### Exercises to complete
1. Repeat the portion of the aniseed braids recipe between "Rating: This weblink" and "Servings  (Help)", inclusive.
2. Carry on the aniseed braids recipe from the last sentence shown.

### Provided passage
---*---

Aniseed Braids Recipe
Add a photo
1 of 1 Photo

Aniseed Braids

By: Marion Elizabeth Erickson  
"Just in time for seasonal dinners and holiday gift giving comes this recipe, yielding two gorgeous loaves. At her Rock Island, Illinois kitchen, Marion Elizabeth Erickson completes the golden bread with an egg wash and a sprinkling of sesame seeds."

Rating: This weblink has been rated 2 times with an average star rating of 5.0 Read Reviews (2)

Rate/Review | 102 people have saved this

Prep Time:
50 Min
Cook Time:
30 Min
Ready In:
1 Hr 20 Min

Servings  (Help)

Calculate

 

Original Recipe Yield 40 servings
 

Ingredients

  • 7 cups all-purpose flour
  • 6 tablespoons sugar
  • 2 (.25 ounce) packages active dry yeast
  • 2 tablespoons anise seed
  • 1 teaspoon salt
  • 2 cups fat-free milk
  • 1/2 cup butter, cubed
  • 1/4 cup water
  • 2 eggs
  • 2 tablespoons sesame seeds

Directions

  1. In a large mixing bowl, combine 2 cups flour, sugar, yeast, aniseed and salt. In a small saucepan, heat the milk, butter and water to 120 degrees F-130 degrees F. Add to dry ingredients; beat just until moistened. Add 1 egg; beat until smooth. Stir in enough remaining flour to form a firm dough (dough will be sticky).

---*---

### Supplied records
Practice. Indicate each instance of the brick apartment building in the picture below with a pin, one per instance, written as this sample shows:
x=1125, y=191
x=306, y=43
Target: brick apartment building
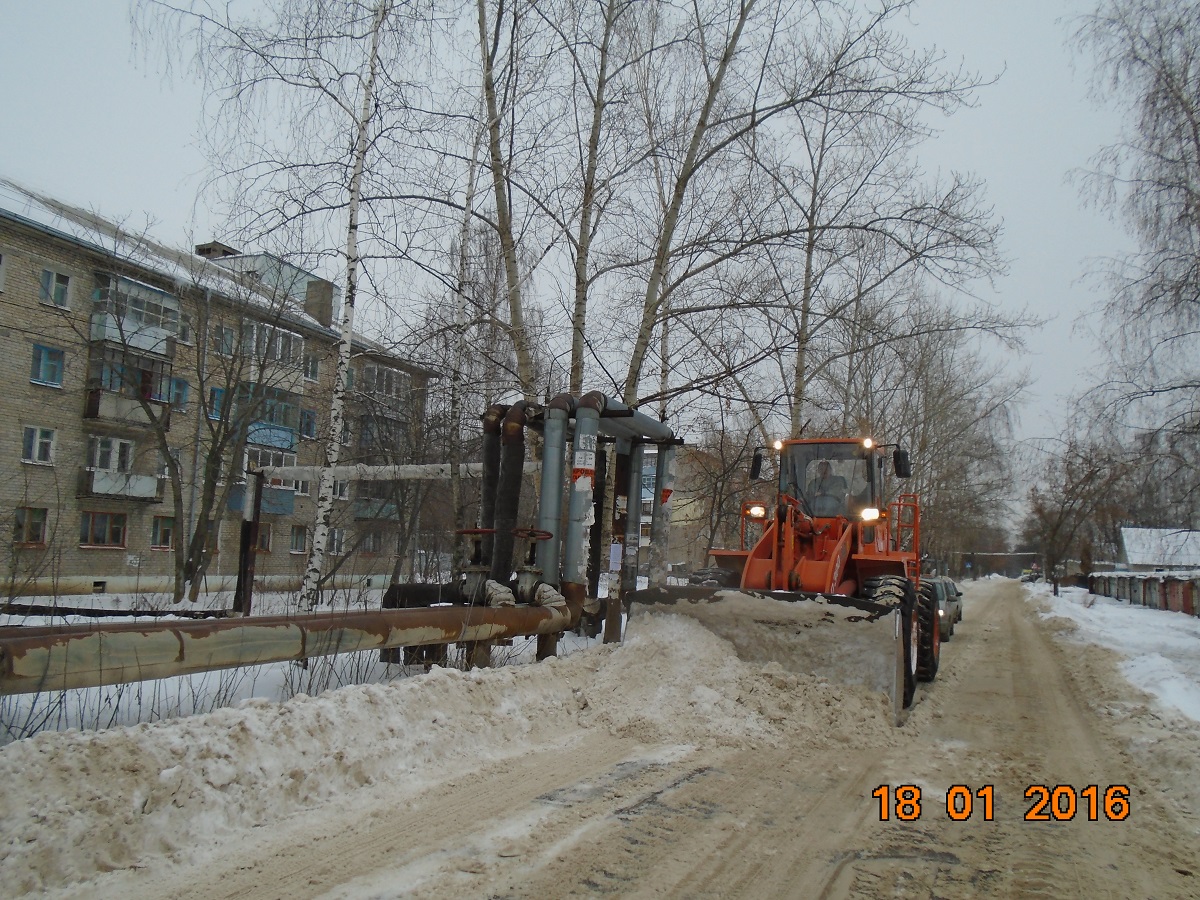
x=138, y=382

---*---

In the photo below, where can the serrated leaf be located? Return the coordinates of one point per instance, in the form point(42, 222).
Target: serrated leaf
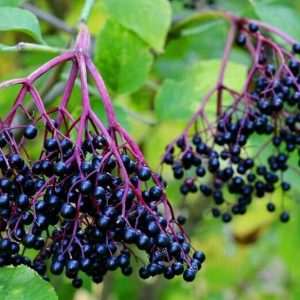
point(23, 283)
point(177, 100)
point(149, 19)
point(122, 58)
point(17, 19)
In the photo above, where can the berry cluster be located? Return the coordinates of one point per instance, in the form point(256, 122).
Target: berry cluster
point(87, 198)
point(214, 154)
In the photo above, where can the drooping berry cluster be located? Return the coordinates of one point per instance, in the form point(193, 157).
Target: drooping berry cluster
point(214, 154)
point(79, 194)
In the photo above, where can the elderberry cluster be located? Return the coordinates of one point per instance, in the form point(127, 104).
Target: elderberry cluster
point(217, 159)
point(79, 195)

---*---

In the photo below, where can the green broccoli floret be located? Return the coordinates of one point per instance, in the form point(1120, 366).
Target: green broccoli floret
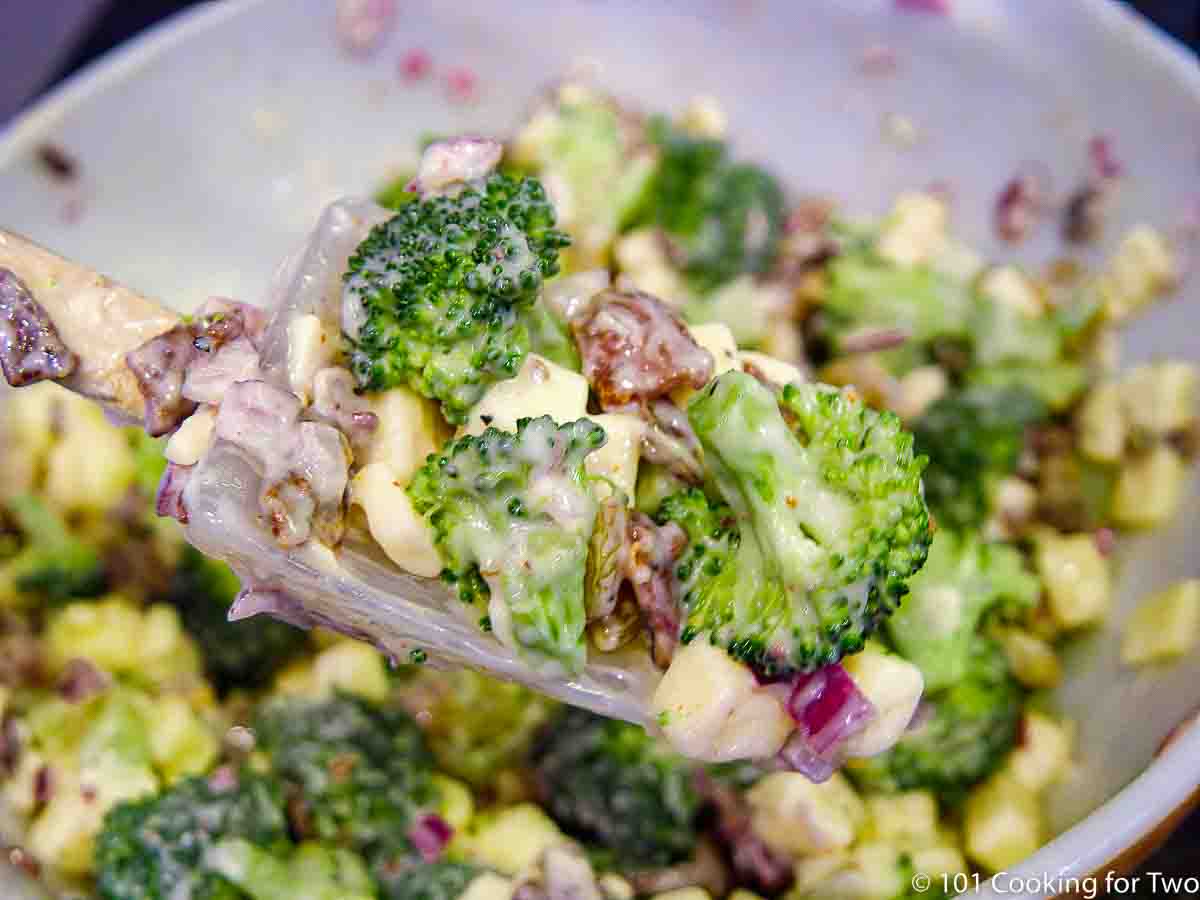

---*---

### Answers for the tasks
1.
Rating: This weblink has been rated 2 times with an average star rating of 5.0 Read Reviews (2)

Rate/Review | 102 people have saved this

Prep Time:
50 Min
Cook Time:
30 Min
Ready In:
1 Hr 20 Min

Servings  (Help)

2.
  2. Turn onto a floured surface; knead until smooth and elastic, about 6-8 minutes. Place in a bowl coated with nonstick cooking spray, turning once to coat top. Cover and let rise in a warm place until doubled, about 45 minutes.
  3. Punch dough down. Turn onto a lightly floured surface; divide in half. Divide each portion into thirds. Shape each into a 14-in. rope. Place three ropes on a baking sheet coated with nonstick cooking spray and braid; pinch ends to seal and tuck under. Repeat with remaining dough. Cover and let rise until doubled, about 30 minutes.
  4. Beat remaining egg; brush over braids. Sprinkle with sesame seeds. Bake at 350 degrees F for 30-35 minutes or until golden brown. Remove from pans to wire racks to cool.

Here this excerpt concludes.